Prompt
From the data below, copy out every line in which the word "gravestone" occurs.

Raw data
- Opening Delimiter -

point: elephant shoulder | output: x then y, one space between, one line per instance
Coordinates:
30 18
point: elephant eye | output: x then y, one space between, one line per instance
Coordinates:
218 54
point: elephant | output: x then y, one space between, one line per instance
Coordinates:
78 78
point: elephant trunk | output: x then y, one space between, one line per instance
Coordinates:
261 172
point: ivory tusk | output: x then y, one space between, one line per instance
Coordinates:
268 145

- Closing Delimiter -
- Opening Delimiter -

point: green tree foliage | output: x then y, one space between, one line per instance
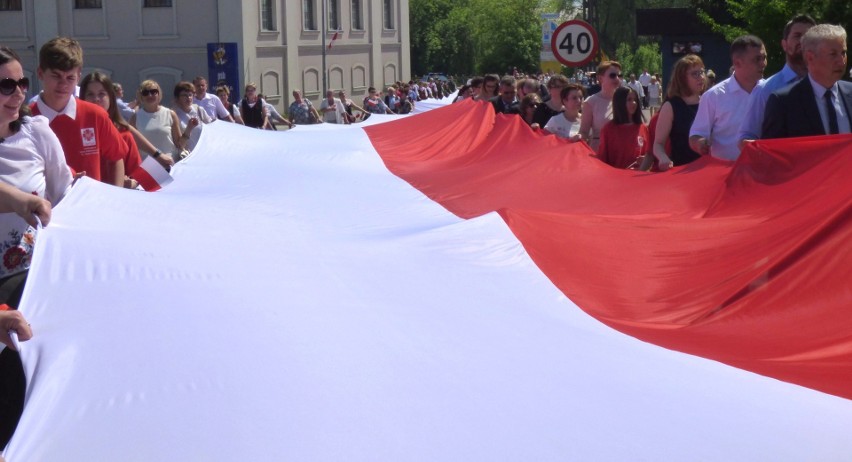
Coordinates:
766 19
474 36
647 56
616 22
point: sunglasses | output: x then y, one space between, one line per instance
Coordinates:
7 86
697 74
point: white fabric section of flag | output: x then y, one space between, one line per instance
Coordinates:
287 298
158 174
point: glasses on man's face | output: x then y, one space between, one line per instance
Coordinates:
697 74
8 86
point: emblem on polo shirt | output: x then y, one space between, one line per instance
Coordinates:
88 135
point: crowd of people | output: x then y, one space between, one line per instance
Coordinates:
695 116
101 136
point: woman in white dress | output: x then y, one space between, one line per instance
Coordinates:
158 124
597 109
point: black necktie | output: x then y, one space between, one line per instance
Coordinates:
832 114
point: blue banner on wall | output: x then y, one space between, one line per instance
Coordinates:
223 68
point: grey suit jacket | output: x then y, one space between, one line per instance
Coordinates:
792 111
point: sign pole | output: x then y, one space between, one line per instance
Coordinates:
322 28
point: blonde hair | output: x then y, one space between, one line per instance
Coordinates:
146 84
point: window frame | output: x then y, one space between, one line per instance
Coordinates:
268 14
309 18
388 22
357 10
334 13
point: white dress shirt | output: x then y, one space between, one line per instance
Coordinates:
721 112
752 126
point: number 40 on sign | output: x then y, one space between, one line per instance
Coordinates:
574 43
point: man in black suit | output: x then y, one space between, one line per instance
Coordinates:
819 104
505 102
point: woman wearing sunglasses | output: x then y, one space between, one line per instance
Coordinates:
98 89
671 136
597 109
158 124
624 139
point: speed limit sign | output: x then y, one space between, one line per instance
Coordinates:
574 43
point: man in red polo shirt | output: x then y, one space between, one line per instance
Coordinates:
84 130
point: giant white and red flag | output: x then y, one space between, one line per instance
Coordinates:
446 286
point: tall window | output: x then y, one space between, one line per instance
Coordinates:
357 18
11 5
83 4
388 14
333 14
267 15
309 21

- Closing Delimiter -
- Opening Delimiter -

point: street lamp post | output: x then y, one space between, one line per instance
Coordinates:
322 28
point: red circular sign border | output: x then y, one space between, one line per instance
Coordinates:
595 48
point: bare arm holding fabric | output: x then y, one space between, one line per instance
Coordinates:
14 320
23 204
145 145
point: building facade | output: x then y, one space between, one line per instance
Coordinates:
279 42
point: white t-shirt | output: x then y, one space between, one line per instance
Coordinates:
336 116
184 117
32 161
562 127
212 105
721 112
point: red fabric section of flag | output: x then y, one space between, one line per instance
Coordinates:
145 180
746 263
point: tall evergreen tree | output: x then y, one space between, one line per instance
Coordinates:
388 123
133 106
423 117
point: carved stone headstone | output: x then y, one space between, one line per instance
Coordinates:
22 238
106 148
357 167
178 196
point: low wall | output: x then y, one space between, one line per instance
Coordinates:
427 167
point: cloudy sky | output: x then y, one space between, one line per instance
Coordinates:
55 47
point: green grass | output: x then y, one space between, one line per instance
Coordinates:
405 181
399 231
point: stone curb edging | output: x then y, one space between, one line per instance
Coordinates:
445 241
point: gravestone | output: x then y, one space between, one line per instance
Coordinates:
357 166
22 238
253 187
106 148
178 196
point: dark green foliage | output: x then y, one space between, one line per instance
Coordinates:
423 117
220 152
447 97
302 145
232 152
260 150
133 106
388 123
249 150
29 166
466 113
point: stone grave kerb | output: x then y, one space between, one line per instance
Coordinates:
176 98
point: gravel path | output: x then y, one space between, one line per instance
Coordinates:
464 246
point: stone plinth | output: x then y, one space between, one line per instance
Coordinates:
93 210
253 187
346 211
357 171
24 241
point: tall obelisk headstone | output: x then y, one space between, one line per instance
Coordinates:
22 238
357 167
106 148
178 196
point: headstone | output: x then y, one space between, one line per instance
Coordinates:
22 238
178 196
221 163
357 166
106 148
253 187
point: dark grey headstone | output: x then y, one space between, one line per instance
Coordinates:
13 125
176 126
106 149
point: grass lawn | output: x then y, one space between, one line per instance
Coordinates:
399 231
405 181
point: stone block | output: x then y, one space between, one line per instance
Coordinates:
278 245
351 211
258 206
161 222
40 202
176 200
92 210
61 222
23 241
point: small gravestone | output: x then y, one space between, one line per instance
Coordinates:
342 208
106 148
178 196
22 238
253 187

- Closing Delimiter -

Finished exercise
point: gravestone | output: x then y, one space between, one line per instance
point: small gravestone | output: x then y, one space between, one line per instance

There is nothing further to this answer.